**What to produce**
Would you reproduce the material below word for word, from the line containing "Given the photograph above, point out the forest" up to and including its final line?

**Entries shown**
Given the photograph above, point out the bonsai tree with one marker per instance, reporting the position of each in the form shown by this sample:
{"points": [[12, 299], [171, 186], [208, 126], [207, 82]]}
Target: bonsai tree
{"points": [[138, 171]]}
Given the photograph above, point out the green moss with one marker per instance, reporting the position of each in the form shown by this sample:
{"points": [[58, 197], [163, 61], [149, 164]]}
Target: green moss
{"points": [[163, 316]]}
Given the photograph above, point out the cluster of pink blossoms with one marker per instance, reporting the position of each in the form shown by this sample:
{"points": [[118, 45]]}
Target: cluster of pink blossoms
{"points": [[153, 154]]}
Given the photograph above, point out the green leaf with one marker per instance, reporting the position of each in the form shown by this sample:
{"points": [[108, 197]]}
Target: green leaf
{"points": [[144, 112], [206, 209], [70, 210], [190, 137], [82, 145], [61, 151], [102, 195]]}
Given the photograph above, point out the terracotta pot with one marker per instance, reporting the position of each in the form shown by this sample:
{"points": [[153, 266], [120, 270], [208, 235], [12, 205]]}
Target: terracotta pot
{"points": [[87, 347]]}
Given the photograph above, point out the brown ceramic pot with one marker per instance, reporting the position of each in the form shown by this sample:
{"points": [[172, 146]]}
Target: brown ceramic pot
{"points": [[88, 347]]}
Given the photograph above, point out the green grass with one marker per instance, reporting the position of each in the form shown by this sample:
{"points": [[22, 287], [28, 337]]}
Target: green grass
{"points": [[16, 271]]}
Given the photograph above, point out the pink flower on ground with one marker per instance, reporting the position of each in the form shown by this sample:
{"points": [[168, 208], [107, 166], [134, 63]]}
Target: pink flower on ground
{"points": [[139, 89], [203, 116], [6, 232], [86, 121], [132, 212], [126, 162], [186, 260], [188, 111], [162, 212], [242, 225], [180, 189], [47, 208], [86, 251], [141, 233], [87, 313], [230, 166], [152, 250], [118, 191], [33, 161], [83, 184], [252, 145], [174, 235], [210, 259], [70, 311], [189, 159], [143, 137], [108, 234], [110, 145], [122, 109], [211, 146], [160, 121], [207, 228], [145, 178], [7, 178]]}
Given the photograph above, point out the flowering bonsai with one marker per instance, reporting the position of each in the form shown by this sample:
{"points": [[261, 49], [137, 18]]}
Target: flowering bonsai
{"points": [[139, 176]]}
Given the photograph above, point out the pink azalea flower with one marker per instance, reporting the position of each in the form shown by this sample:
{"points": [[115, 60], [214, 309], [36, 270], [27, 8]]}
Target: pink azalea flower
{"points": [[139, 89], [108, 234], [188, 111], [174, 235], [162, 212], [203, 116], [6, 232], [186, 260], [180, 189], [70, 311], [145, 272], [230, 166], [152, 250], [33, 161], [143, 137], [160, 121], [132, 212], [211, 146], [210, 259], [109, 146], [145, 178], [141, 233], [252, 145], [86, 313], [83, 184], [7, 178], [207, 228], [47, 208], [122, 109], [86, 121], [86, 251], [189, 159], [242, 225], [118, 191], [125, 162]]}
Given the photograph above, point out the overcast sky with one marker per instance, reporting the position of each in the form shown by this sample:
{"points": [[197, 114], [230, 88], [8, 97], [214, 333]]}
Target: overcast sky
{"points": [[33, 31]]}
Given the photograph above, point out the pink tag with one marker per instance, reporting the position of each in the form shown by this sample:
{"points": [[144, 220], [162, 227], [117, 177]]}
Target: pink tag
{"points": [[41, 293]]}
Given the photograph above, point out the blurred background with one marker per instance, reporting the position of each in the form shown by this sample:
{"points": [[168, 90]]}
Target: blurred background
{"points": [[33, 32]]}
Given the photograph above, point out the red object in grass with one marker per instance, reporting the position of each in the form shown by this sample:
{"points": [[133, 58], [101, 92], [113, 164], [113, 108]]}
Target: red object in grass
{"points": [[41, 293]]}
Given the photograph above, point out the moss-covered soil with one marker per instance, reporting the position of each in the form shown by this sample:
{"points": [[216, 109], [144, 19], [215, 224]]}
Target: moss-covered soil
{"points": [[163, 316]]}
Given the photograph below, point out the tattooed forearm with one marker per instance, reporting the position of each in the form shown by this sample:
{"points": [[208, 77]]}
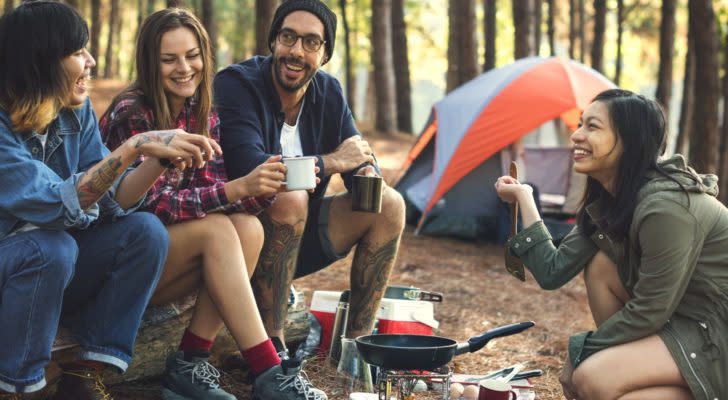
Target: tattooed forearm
{"points": [[97, 181], [163, 137], [275, 270], [369, 276]]}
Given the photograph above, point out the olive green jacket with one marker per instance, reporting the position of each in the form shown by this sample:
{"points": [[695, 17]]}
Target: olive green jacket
{"points": [[675, 270]]}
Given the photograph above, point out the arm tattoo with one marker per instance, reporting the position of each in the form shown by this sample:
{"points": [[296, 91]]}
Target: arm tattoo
{"points": [[369, 276], [94, 183], [275, 270]]}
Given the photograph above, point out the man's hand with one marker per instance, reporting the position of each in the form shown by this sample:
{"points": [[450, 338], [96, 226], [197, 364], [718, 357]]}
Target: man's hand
{"points": [[567, 374], [351, 153], [182, 149]]}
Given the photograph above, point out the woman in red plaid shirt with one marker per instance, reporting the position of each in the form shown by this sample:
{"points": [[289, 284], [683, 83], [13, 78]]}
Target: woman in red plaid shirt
{"points": [[214, 234]]}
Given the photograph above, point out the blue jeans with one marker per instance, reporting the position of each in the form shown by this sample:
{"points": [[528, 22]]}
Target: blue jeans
{"points": [[115, 268]]}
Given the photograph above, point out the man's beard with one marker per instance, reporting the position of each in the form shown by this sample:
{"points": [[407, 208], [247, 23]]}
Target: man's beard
{"points": [[279, 64]]}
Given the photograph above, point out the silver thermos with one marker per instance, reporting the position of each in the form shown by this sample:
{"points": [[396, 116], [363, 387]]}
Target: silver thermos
{"points": [[339, 329]]}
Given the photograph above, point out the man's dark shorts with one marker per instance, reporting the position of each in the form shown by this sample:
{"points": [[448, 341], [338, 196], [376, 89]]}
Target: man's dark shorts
{"points": [[316, 251]]}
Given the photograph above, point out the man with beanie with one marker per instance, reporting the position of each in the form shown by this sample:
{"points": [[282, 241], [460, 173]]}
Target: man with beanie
{"points": [[283, 104]]}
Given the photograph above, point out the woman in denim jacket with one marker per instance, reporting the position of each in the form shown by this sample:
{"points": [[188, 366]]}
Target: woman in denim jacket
{"points": [[652, 240], [214, 236], [69, 248]]}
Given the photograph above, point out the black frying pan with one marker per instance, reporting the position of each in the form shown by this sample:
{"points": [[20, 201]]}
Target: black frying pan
{"points": [[420, 352]]}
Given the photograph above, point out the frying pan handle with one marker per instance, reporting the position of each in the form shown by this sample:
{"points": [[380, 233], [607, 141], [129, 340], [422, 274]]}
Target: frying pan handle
{"points": [[476, 343]]}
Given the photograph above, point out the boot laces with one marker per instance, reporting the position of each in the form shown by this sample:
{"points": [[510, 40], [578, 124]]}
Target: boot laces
{"points": [[99, 386], [202, 372]]}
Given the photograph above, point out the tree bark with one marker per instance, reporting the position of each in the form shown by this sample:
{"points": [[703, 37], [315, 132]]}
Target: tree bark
{"points": [[667, 44], [110, 48], [161, 337], [386, 120], [704, 140], [95, 30], [208, 20], [600, 21], [8, 6], [264, 10], [620, 31], [551, 28], [572, 29], [400, 56], [687, 107], [724, 129], [490, 32], [349, 68], [462, 62], [522, 10]]}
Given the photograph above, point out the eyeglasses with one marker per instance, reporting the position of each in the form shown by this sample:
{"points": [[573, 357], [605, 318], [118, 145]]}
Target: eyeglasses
{"points": [[311, 43]]}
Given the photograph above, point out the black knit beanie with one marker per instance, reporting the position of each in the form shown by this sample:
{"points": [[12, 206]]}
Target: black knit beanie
{"points": [[315, 7]]}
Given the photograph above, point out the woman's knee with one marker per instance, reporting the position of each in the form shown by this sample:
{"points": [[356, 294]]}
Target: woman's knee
{"points": [[58, 251], [393, 208]]}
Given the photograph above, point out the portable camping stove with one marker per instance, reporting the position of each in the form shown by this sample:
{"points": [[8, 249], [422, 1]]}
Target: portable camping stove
{"points": [[400, 385]]}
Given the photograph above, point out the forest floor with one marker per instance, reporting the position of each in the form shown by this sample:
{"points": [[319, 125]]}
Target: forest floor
{"points": [[478, 295]]}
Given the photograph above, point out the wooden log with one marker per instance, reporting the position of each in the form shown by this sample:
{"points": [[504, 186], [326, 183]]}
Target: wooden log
{"points": [[162, 330]]}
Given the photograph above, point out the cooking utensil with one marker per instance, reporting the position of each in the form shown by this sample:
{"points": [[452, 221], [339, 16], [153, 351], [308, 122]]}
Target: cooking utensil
{"points": [[513, 263], [411, 293], [421, 352]]}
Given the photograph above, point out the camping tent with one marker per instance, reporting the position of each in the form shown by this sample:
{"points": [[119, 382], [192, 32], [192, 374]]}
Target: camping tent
{"points": [[451, 169]]}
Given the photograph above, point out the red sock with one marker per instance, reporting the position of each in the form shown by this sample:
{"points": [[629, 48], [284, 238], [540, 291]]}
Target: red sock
{"points": [[261, 357], [193, 343]]}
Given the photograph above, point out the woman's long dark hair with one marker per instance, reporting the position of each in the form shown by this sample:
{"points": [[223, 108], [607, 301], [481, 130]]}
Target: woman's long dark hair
{"points": [[639, 124], [34, 39]]}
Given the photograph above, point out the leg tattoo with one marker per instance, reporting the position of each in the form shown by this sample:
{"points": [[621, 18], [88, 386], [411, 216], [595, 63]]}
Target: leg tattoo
{"points": [[369, 275], [275, 270]]}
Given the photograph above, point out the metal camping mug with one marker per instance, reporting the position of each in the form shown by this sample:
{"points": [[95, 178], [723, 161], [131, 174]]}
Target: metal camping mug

**Reply to the exercise**
Given the photograph above, point out the forest floor with one marker per instance, reporting the position of each in the form shown by this sample:
{"points": [[319, 125]]}
Target: forest floor
{"points": [[478, 295]]}
Given the photograph above, point out the wooden log with one marker per instance, reporting the position of each in the form shown by this sample:
{"points": [[504, 186], [326, 183]]}
Target: wooden log
{"points": [[162, 330]]}
Given the photograph above, point out the cooking utensil with one marker per instance, reporting the position of each in the form shown by this sample:
{"points": [[452, 221], [339, 16], [153, 351], [308, 122]]}
Target: cooking utensil
{"points": [[513, 263], [411, 293], [421, 352]]}
Given the photograph above, point out the camping tent with one marker per instance, reporting the position of each in the form shown by this sample:
{"points": [[119, 382], [192, 32], [192, 374]]}
Target: camping tent
{"points": [[451, 169]]}
Given the photograph above, point out the red sock with one marker per instance, reporting the position of each in the form shown by this sample:
{"points": [[629, 48], [284, 238], [540, 291]]}
Target: red sock
{"points": [[261, 357], [193, 343]]}
Given the photograph above, point out the woman's long dark hair with one marker per instance, reporting the position of each in the form shown by this sample:
{"points": [[223, 108], [607, 301], [481, 130]]}
Target: woman's long dark hair
{"points": [[639, 124], [34, 39]]}
Given the photograph above, point out the leg tattoo with one marker per instance, reporting the position of each in the form shown by this sample:
{"points": [[621, 18], [88, 386], [411, 216], [595, 63]]}
Target: leg tattoo
{"points": [[369, 275], [275, 270]]}
Given the photograph above, point out the metal camping mug with one marker per instance, reporting the position of each in the form shown by this sample:
{"points": [[95, 178], [723, 161], [131, 174]]}
Target: metal camping mug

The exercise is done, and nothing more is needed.